Count the lines in the items below that contain the string "siding", treating uppercase and lowercase as different, and give only that number.

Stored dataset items
+---+
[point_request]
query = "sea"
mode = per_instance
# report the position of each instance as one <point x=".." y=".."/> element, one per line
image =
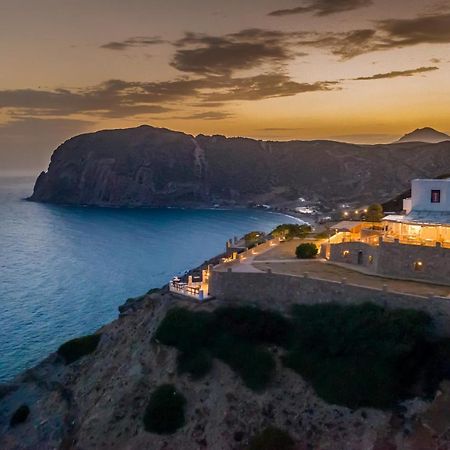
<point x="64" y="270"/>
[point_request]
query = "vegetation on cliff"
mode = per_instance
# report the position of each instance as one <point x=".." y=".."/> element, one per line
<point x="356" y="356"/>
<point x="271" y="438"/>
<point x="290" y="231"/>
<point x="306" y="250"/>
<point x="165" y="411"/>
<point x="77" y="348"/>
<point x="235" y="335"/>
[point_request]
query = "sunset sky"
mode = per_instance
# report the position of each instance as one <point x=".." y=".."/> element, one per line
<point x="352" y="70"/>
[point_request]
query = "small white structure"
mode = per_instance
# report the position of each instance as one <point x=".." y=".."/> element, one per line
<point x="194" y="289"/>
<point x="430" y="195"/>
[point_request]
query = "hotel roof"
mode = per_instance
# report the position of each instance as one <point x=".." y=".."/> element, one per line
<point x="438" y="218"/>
+---+
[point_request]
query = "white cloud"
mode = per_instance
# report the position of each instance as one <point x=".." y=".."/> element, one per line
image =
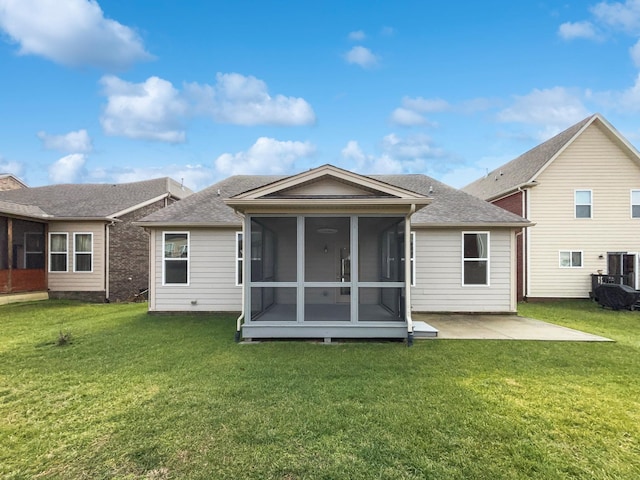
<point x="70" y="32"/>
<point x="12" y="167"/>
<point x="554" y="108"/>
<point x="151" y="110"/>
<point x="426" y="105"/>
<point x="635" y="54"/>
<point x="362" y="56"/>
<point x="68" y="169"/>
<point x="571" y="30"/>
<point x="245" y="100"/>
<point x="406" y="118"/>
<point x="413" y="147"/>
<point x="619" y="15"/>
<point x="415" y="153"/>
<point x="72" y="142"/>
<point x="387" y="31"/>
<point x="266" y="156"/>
+---+
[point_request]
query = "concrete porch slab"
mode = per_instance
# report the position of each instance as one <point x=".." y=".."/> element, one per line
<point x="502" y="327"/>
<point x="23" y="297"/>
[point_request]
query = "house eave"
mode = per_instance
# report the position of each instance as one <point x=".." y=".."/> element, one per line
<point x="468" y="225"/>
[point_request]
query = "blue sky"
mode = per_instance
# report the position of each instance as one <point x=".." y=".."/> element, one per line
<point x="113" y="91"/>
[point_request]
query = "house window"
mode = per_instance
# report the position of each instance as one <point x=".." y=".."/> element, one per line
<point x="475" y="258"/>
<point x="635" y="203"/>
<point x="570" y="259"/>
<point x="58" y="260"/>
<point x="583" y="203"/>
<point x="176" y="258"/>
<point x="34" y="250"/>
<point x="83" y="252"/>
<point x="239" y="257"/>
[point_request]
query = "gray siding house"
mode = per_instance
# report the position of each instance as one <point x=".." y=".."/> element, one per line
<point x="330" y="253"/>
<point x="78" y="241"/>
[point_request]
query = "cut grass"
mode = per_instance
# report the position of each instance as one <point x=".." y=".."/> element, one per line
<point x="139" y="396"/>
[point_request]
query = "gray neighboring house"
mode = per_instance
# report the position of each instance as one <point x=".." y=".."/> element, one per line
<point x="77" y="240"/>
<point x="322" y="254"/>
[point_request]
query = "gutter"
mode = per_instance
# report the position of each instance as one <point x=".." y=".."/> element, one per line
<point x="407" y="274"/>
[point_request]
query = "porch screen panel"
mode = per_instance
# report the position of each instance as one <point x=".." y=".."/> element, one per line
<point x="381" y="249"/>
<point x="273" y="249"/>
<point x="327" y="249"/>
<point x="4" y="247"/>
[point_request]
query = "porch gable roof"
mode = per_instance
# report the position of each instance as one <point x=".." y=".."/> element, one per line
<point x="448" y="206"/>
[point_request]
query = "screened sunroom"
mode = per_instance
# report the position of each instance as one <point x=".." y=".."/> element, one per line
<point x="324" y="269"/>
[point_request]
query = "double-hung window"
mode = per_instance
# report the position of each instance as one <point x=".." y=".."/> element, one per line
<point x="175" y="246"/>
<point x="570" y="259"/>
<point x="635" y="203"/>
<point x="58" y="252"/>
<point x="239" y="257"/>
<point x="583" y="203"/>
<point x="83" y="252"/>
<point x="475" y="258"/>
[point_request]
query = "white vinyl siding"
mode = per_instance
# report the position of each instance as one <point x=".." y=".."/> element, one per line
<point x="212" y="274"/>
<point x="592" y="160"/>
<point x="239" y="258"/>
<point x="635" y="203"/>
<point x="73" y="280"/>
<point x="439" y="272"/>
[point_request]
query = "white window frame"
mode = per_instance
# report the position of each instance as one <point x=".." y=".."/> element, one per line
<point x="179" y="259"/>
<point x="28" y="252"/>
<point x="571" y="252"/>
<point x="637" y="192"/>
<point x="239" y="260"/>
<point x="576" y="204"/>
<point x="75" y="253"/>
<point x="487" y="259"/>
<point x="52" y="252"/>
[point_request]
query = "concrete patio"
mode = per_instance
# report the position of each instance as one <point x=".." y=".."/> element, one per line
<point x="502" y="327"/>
+---+
Solved problem: 2